_Work to complete:_
Can you transcribe the listing below word for word, from its very beginning through the line containing "162L96 156H81L73 162H59L36", with both of those lines included and the pictures left out?

_Exercise input:_

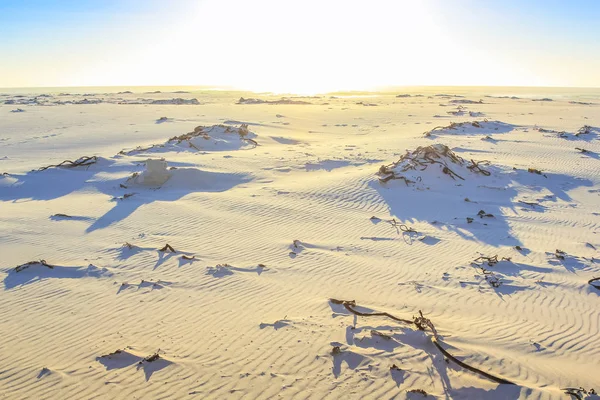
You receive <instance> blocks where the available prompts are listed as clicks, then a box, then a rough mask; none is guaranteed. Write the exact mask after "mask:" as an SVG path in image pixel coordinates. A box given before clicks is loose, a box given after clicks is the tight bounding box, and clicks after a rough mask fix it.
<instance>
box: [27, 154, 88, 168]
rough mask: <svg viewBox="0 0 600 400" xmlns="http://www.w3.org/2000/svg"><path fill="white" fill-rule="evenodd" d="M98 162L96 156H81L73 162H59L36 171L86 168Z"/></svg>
mask: <svg viewBox="0 0 600 400" xmlns="http://www.w3.org/2000/svg"><path fill="white" fill-rule="evenodd" d="M97 161H98V157H96V156H91V157H88V156H83V157H80V158H78V159H77V160H75V161H71V160H65V161H63V162H61V163H60V164H53V165H48V166H45V167H41V168H38V169H37V170H36V171H44V170H47V169H48V168H74V167H88V166H90V165H92V164H95V163H96V162H97Z"/></svg>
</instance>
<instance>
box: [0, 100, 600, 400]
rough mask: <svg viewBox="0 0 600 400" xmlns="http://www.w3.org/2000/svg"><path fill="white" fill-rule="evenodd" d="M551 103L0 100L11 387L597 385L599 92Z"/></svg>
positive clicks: (143, 396) (474, 390) (94, 391)
mask: <svg viewBox="0 0 600 400" xmlns="http://www.w3.org/2000/svg"><path fill="white" fill-rule="evenodd" d="M240 97H243V98H244V99H246V100H245V101H240V100H239V99H240ZM257 97H260V100H259V101H258V100H257V101H254V100H252V99H256V98H257ZM546 98H547V95H545V94H540V95H539V96H537V97H523V96H520V95H519V96H512V95H510V96H509V95H505V94H504V93H492V92H467V91H465V90H464V89H463V90H462V92H460V93H449V92H443V93H441V92H436V91H433V89H431V90H430V91H425V90H424V91H415V92H414V93H413V92H408V93H403V94H400V95H399V94H398V93H393V94H392V93H390V94H376V95H373V94H371V95H369V96H367V95H365V96H361V95H353V96H343V95H336V96H329V95H328V96H322V97H299V98H296V97H293V96H292V97H290V96H288V97H285V99H289V101H287V100H286V101H284V102H282V101H280V100H281V99H282V96H280V95H278V96H268V95H265V94H260V96H258V95H256V94H252V93H239V92H209V91H205V92H193V93H177V94H174V93H127V92H122V93H113V94H111V93H102V94H100V93H96V94H95V93H86V94H85V95H84V94H83V93H82V94H76V93H72V94H62V95H61V94H60V93H42V92H39V93H33V94H31V93H21V94H15V93H2V94H0V174H2V175H0V227H1V228H0V254H2V260H1V261H0V268H1V269H0V280H1V281H2V288H0V314H1V315H2V318H0V331H1V332H2V333H3V335H2V336H3V337H2V341H0V397H2V398H40V399H42V398H65V399H66V398H86V399H87V398H123V399H129V398H157V399H158V398H164V399H167V398H190V399H193V398H199V399H203V398H232V399H237V398H261V399H270V398H276V397H281V398H350V399H359V398H400V399H402V398H411V399H418V398H424V395H423V393H427V396H428V397H427V398H452V399H455V398H456V399H464V398H477V399H481V398H485V399H513V398H533V399H551V398H552V399H554V398H556V399H564V398H568V397H569V395H567V394H565V391H566V390H565V388H580V387H583V388H584V389H585V390H586V391H587V392H588V393H587V394H586V393H584V392H583V391H580V392H576V393H577V395H578V396H580V397H581V398H590V399H591V398H598V397H596V396H595V395H594V394H592V393H593V392H591V391H590V389H593V388H595V389H596V390H600V380H599V376H600V374H599V372H600V361H599V360H600V289H599V288H600V281H593V280H592V279H593V278H596V277H600V253H599V252H598V250H597V249H598V248H600V237H599V233H600V207H599V206H600V197H599V196H600V160H599V154H600V140H599V139H600V128H599V127H600V100H593V99H592V100H588V99H584V101H581V100H582V99H580V98H575V97H560V98H553V99H552V101H547V100H546V101H532V100H540V99H546ZM248 99H250V100H252V101H250V100H248ZM480 100H481V101H480ZM365 105H370V106H371V107H365ZM373 105H375V106H376V107H373ZM16 107H19V108H20V109H22V110H23V111H24V112H11V111H13V110H15V109H16ZM581 128H583V129H582V130H580V129H581ZM82 157H84V158H82ZM148 158H152V159H162V158H164V159H165V160H166V162H167V164H168V169H167V172H166V173H168V176H169V178H168V180H166V182H165V183H163V184H162V185H161V186H158V187H156V186H152V185H147V184H144V182H145V181H146V182H148V181H150V180H145V179H142V178H140V177H141V176H143V171H144V163H145V161H146V160H147V159H148ZM65 160H69V162H66V163H63V164H61V163H62V162H63V161H65ZM45 167H48V168H45ZM481 257H487V258H481ZM41 260H43V261H41ZM27 263H29V264H27ZM19 266H20V267H19ZM16 267H19V268H18V270H17V268H16ZM589 281H591V282H589ZM331 299H334V300H333V301H332V300H331ZM338 300H345V301H347V302H340V301H338ZM351 300H354V303H352V302H349V301H351ZM352 310H354V311H356V312H358V313H361V314H369V313H374V312H376V313H388V314H389V315H391V316H394V317H396V319H393V318H389V316H386V315H377V316H364V315H363V316H361V315H356V314H354V313H353V311H352ZM420 312H422V316H423V319H419V318H420V317H421V315H420ZM415 317H418V318H417V319H415ZM402 320H406V321H405V322H402ZM427 320H429V321H431V323H432V324H433V326H434V327H435V330H436V331H437V332H433V331H432V329H431V325H428V322H427ZM419 327H421V328H422V329H423V330H420V329H419ZM436 344H437V345H436ZM438 346H439V347H438ZM440 348H441V349H443V350H444V351H445V352H447V354H450V355H451V356H453V357H455V358H456V359H457V360H459V361H461V362H463V363H465V364H467V365H469V366H471V367H473V368H476V369H478V370H481V371H483V372H486V373H488V374H491V375H492V376H495V377H498V378H500V379H502V380H504V381H508V382H511V383H514V385H511V384H499V383H497V382H494V381H493V380H490V379H488V378H486V377H484V376H482V375H480V374H478V373H475V372H473V371H470V370H468V369H466V368H463V367H462V366H460V365H458V364H457V363H456V362H454V361H453V360H451V359H449V358H448V357H447V355H446V354H445V353H443V352H442V351H441V350H440Z"/></svg>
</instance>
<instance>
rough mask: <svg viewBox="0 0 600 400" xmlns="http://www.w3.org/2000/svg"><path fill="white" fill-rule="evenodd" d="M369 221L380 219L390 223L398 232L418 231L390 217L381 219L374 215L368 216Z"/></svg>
mask: <svg viewBox="0 0 600 400" xmlns="http://www.w3.org/2000/svg"><path fill="white" fill-rule="evenodd" d="M370 220H371V221H381V222H386V223H388V224H390V225H391V226H393V227H394V228H395V229H396V232H397V233H400V232H404V233H418V232H417V231H416V230H415V229H413V228H412V227H409V226H408V225H405V224H402V223H400V222H398V221H396V218H392V219H381V218H379V217H376V216H372V217H371V218H370Z"/></svg>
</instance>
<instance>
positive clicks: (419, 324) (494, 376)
mask: <svg viewBox="0 0 600 400" xmlns="http://www.w3.org/2000/svg"><path fill="white" fill-rule="evenodd" d="M329 301H331V302H332V303H333V304H341V305H343V306H344V308H346V310H348V311H349V312H351V313H352V314H354V315H358V316H361V317H376V316H381V317H387V318H390V319H392V320H394V321H397V322H402V323H405V324H409V325H413V324H414V325H415V326H416V328H417V329H419V330H422V331H427V330H428V329H429V330H430V331H431V334H432V336H433V338H432V342H433V344H434V345H435V346H436V347H437V348H438V349H439V350H440V351H441V352H442V354H443V355H444V356H445V357H446V358H448V359H450V360H452V361H454V362H455V363H456V364H458V365H460V366H461V367H463V368H465V369H467V370H469V371H471V372H475V373H477V374H479V375H481V376H484V377H486V378H488V379H490V380H492V381H494V382H497V383H504V384H508V385H514V383H513V382H511V381H508V380H506V379H503V378H498V377H496V376H494V375H491V374H488V373H487V372H484V371H482V370H480V369H478V368H475V367H472V366H470V365H468V364H465V363H464V362H462V361H460V360H459V359H457V358H456V357H454V356H453V355H452V354H450V353H448V351H447V350H445V349H444V348H443V347H442V346H441V345H440V343H439V340H440V338H439V335H438V333H437V330H436V329H435V326H434V325H433V323H432V322H431V320H429V319H428V318H425V317H424V316H423V313H422V312H421V311H419V316H418V317H413V319H412V320H409V319H404V318H399V317H396V316H394V315H392V314H390V313H387V312H372V313H363V312H360V311H358V310H356V309H355V308H354V307H357V305H356V301H354V300H338V299H329ZM336 347H337V346H336ZM337 348H338V350H339V347H337ZM334 350H335V347H334ZM332 353H333V351H332Z"/></svg>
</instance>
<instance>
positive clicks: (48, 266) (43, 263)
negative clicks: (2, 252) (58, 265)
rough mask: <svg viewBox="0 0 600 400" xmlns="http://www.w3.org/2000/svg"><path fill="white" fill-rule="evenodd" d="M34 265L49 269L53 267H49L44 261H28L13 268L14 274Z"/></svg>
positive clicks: (53, 267)
mask: <svg viewBox="0 0 600 400" xmlns="http://www.w3.org/2000/svg"><path fill="white" fill-rule="evenodd" d="M34 265H41V266H44V267H47V268H50V269H53V268H54V265H50V264H48V263H47V262H46V260H40V261H29V262H26V263H25V264H21V265H18V266H16V267H15V272H21V271H23V270H24V269H27V268H29V267H33V266H34Z"/></svg>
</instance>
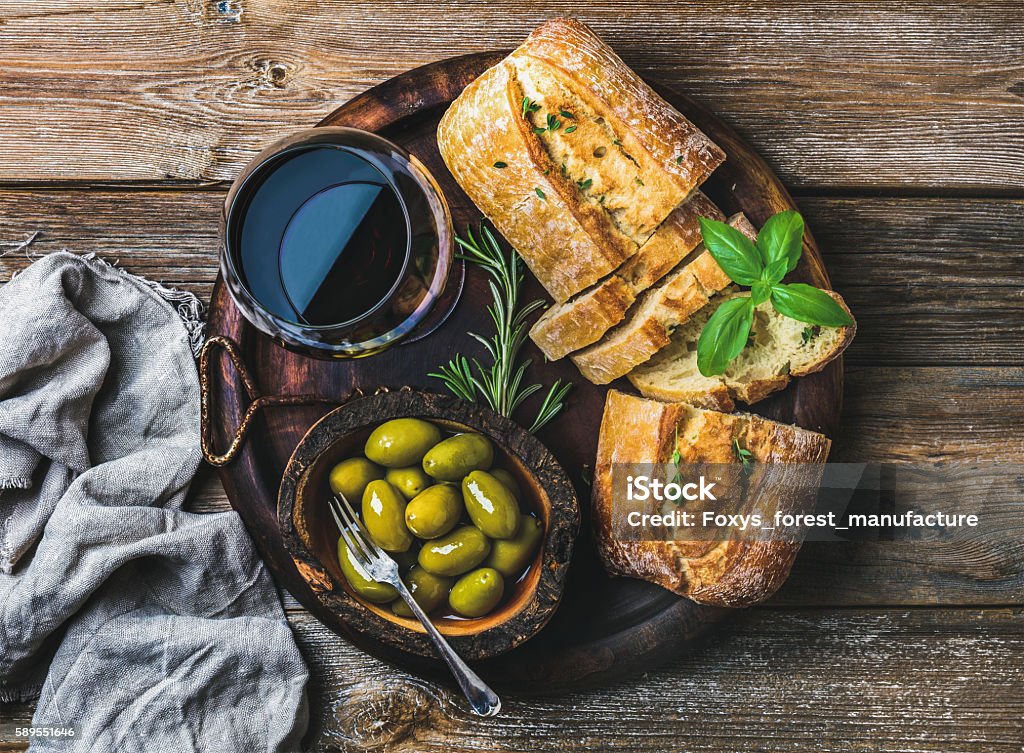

_Output below:_
You receive <instance> blocks where the available prompts are listed as clicks, then a box, then a rough mask; none is guaranteed. Write the exact mask after "mask:" as an SVG path in image pixel coordinates. A box given before clicks is loose, a box given after clicks is the tight bounding box, and clicks after a rough mask fix it.
<instance>
box: [27, 154, 88, 168]
rough mask: <svg viewBox="0 0 600 400" xmlns="http://www.w3.org/2000/svg"><path fill="white" fill-rule="evenodd" d="M98 162L96 156H81L73 162H59L36 171L86 168Z"/></svg>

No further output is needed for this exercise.